Kutipan Pilihan.

Rasulullah saw bersabda:
“Adalah Bani Israel, para Nabi selalu mengatur urusan mereka.
Setiap seorang Nabi meninggal, diganti Nabi berikutnya. Dan sungguh tidak ada
lagi Nabi selainku. Akan ada para Khalifah yang banyak” (HR Muslim dari Abu Hurairah ra).
Hadits diatas dengan tegas menjelaskan bahwa Khalifahlah yang
mengatur dan mengurus rakyatnya (kaum Muslim) setelah nabi saw. hal ini juga
ditegaskan dalam hadits Rasulullah:
“Imam adalah seorang penggembala dan ia akan dimintai pertanggung
jawaban atas gembalaannya”.

Tugas Wajib 1.
Sebutkan semua singkatan yang muncul dalam kutipan pilihan di atas.

(Catatan titik berlabel)
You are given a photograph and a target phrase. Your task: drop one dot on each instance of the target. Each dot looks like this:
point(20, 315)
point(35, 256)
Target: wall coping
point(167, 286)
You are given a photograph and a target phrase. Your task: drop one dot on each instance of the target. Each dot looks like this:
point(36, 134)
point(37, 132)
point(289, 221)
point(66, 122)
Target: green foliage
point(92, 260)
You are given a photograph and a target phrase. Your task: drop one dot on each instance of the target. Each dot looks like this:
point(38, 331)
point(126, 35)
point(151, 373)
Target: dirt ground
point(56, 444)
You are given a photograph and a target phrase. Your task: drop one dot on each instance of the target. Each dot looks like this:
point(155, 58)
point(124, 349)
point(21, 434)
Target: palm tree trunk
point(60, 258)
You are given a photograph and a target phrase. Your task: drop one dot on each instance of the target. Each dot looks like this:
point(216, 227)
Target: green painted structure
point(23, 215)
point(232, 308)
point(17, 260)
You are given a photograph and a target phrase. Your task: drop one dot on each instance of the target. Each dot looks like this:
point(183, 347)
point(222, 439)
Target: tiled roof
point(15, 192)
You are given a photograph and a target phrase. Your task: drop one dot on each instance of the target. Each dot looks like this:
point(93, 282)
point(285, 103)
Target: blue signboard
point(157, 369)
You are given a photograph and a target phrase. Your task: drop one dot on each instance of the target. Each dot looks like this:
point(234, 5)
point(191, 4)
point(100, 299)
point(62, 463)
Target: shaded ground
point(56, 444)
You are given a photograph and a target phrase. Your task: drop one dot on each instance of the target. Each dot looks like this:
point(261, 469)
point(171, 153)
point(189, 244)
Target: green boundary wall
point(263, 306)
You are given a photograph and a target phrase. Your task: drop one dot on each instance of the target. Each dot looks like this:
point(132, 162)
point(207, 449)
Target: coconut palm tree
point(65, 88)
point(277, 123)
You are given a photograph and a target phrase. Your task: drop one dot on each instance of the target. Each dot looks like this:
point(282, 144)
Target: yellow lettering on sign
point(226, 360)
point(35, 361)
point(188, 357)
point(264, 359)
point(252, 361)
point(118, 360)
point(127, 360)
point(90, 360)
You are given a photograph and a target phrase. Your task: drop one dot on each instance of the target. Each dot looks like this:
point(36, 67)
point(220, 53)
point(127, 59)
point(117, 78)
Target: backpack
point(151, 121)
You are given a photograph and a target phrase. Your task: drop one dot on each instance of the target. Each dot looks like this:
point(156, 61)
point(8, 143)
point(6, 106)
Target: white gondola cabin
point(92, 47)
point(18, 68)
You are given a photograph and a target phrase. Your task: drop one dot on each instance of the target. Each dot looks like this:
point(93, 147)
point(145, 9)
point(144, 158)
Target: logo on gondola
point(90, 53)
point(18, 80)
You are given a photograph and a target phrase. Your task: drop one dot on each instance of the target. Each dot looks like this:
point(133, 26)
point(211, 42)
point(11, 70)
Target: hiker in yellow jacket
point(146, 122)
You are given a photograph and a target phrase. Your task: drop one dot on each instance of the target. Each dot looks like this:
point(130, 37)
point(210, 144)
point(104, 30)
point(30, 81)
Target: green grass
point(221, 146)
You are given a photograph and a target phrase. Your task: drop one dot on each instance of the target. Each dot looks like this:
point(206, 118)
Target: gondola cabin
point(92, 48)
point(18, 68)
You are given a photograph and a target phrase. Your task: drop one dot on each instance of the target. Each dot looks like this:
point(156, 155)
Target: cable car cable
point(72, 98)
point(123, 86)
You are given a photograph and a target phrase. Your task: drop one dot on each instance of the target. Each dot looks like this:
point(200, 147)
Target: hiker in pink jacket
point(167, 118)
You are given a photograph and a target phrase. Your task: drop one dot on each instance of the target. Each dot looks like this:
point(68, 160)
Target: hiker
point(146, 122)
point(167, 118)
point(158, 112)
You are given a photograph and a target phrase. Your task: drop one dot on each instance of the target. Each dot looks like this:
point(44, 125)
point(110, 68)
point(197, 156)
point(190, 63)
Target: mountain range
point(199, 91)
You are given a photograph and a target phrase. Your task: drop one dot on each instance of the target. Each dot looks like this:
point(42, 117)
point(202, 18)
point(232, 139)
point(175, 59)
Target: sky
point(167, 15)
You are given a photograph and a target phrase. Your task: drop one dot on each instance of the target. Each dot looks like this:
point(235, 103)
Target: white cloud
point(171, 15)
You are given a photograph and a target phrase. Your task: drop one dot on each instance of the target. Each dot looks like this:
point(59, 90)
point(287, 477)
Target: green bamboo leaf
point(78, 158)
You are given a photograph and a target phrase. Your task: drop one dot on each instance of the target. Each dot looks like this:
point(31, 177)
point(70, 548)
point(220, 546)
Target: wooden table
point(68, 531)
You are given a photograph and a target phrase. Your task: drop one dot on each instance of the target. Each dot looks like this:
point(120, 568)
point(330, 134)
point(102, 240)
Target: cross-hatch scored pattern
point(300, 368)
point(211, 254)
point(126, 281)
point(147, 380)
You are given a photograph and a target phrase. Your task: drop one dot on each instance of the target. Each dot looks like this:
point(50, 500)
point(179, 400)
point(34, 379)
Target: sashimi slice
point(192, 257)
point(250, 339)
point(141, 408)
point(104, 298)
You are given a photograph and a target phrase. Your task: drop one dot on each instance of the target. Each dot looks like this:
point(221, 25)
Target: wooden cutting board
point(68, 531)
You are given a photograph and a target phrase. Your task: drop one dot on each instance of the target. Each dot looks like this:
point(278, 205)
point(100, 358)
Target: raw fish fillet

Tugas Wajib 2.
Tukar kata "drop" dengan "place" pada daftar di atas, mulai dari awal daftar sampai baris yang memuat "point(17, 260)", dengan kedua ujungnya disertakan. Tuliskan kembali baris-baris itu saja tanpa perubahan lain.

Jawaban Lengkap 1.
Singkatan yang muncul dalam kutipan itu adalah saw, HR, dan ra.

Jawaban Lengkap 2.
You are given a photograph and a target phrase. Your task: place one dot on each instance of the target. Each dot looks like this:
point(20, 315)
point(35, 256)
Target: wall coping
point(167, 286)
You are given a photograph and a target phrase. Your task: place one dot on each instance of the target. Each dot looks like this:
point(36, 134)
point(37, 132)
point(289, 221)
point(66, 122)
Target: green foliage
point(92, 260)
You are given a photograph and a target phrase. Your task: place one dot on each instance of the target. Each dot looks like this:
point(38, 331)
point(126, 35)
point(151, 373)
Target: dirt ground
point(56, 444)
You are given a photograph and a target phrase. Your task: place one dot on each instance of the target. Each dot looks like this:
point(155, 58)
point(124, 349)
point(21, 434)
Target: palm tree trunk
point(60, 258)
You are given a photograph and a target phrase. Your task: place one dot on each instance of the target. Each dot looks like this:
point(216, 227)
Target: green painted structure
point(23, 215)
point(232, 308)
point(17, 260)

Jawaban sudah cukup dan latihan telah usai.